SUPPLIED PASSAGE:
The former CVS box at 102 S. Dale Mabry Highway is on track to swap out greeting cards for gurneys. BayCare has filed plans with the City of Tampa to convert the one-story, 13,305-square-foot pharmacy building into a freestanding emergency department affiliated with St. Joseph’s Hospital.
City filings describe a full gut job and rebuild. The plans call for exam rooms, CT and radiology imaging suites, a trauma room, laboratory services and administrative space. Drawings also show medical-air systems, upgraded emergency electrical infrastructure and two new exterior canopies, one for ambulance drop-off and another for patients arriving at the front door.
According to Tampa Bay Business & Wealth, city records list a declared construction value of $9 million and show BayCare Properties LLC bought the site in February 2025. The project is identified in the paperwork as a freestanding emergency department tied to St. Joseph’s Hospital. Permit files do not spell out how the ER will be staffed or run day to day, and the outlet reports BayCare did not immediately respond to its request for comment.
BayCare's broader push
The Dale Mabry plan fits neatly into BayCare’s ongoing push to move higher-acuity care closer to where people actually live and work. The system’s BayCare page notes it operates 16 hospitals and employs nearly 33,000 team members across West Central Florida.

RAW DATA:
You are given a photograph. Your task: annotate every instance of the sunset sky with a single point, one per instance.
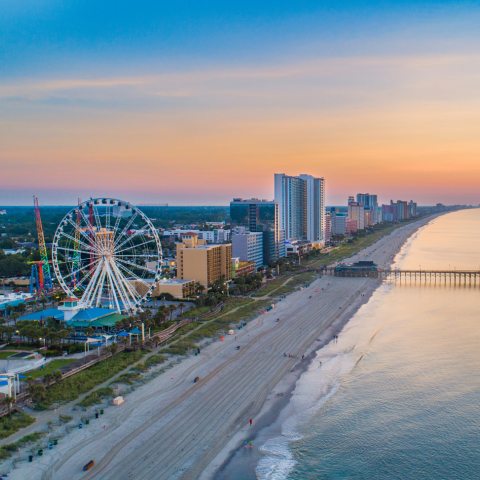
(194, 103)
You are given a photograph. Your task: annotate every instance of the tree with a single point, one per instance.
(21, 307)
(57, 375)
(171, 309)
(89, 331)
(9, 331)
(8, 401)
(14, 317)
(47, 378)
(37, 392)
(114, 348)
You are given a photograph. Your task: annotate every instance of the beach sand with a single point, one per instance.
(173, 428)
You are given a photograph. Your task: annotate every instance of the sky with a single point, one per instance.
(194, 103)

PROBLEM STATEMENT:
Revise the part of the Tampa emergency department text that opens with the words containing "According to Tampa" and closes with "request for comment.", changing "February 2025" to "March 2025". Rely only on the text for these tasks.

EXERCISE ANSWER:
According to Tampa Bay Business & Wealth, city records list a declared construction value of $9 million and show BayCare Properties LLC bought the site in March 2025. The project is identified in the paperwork as a freestanding emergency department tied to St. Joseph’s Hospital. Permit files do not spell out how the ER will be staffed or run day to day, and the outlet reports BayCare did not immediately respond to its request for comment.